§ **ARTICLE**:

###

Pinhole Photography strips photography back to its most basic fundamental techniques.
The Pinhole liberates the photographer with a minimalistic approach – the camera is a box, an aperture, and light-sensitive paper.
It is the oldest form of photography and its interesting history includes prominent artists and ancient philosophers.
In this article we cover the history of Pinhole Photography, learn how to make a camera, and discover why photographers prefer to use a pinhole over sophisticated lenses.
Table of Contents
What is Pinhole Photography?
Pinhole Photography is the use of a simple camera made with a light-tight box with a tiny hole (the aperture) to shoot photographs.
These are the most rudimental of cameras with no high-tech lens or viewfinder.
They take photography back to the very basics, light, and composition.
The world outside the box is captured via the hole and projected onto the darkened space within.
Instead of a glass lens, a fine hole is pierced into one side of the box, usually made with a pin, hence the name.
The smaller the hole the sharper the image will be.
Light-sensitive material, such as photographic paper or film, is placed on the opposing side of the box to the hole.
Light passes through the aperture (pinhole) and an inverted and flipped replication of the scene outside is imposed onto the photographic paper.

###

§ **INFORMATION SHOWN**:

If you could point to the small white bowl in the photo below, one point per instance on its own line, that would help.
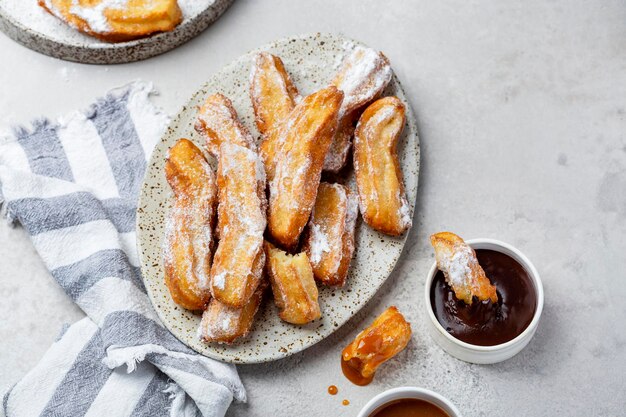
(409, 392)
(486, 354)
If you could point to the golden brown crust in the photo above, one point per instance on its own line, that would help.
(379, 180)
(188, 244)
(363, 75)
(218, 123)
(224, 324)
(272, 92)
(458, 262)
(329, 238)
(307, 136)
(239, 260)
(382, 340)
(337, 154)
(293, 285)
(138, 19)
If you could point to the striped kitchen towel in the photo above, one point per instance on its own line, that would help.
(73, 186)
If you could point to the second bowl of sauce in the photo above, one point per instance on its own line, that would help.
(409, 407)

###

§ **TASK DESCRIPTION**: Please extend the pinhole photography article above, starting right after its last sentence.

§ **EXERCISE OUTPUT**:
The pinhole works by focusing the light rays and the photography paper captures the rays of light.
Later the paper can be developed and fixed and the finished product will be a photo.
When taking a pinhole image you are released from the usual photographic technical trappings and have the freedom to simply paint with available light.
F-stops, shutter speed, light meters, and viewfinders are not involved in the pinhole technique.
But each pinhole camera’s mechanics will differ from another depending on a few factors.
Such as – pinhole diameter, a curved or straight film plane, image format, and focal length to name a few.
The focal length is related to the diameter of the pinhole, the smaller the hole the sharper the image.
Pinhole has an infinite depth of field, capturing the closest flower to the furthest building.
In its divine simplicity, it captures a magical natural phenomenon, known as the Obscura effect.
The History of Pinhole Photography
The history of Pinhole Photography finds its beginnings in the tents of North African nomadic tribes.
The tribespeople noticed that a hole in a tent would result in a moving or stationary scene from outside being converted into an inverted image on the opposite tent wall.
The perfect ancient spyhole.
The first mention of the principles of the Pinhole Camera can be found as early as the 5th Century BC in the writings of Mozi, a Mohist philosopher, and Aristotle a Greek philosopher.
Mozi termed the optic phenomenon as a “collecting plate” and “locked treasure room” and was the first know to have traced the resulting inverted image.
The 10th-century Islamic scientist and genius Ibn Al-Haytham demonstrated in The Book of Optics how light can be used to project an image onto a flat surface.
On exploring the Obscura effect he noted that if a smaller pinhole was used the projected image was sharper but dimmer.
Ibn Al-Haythum suggested using the technique to observe solar eclipses to prevent harming the eyes.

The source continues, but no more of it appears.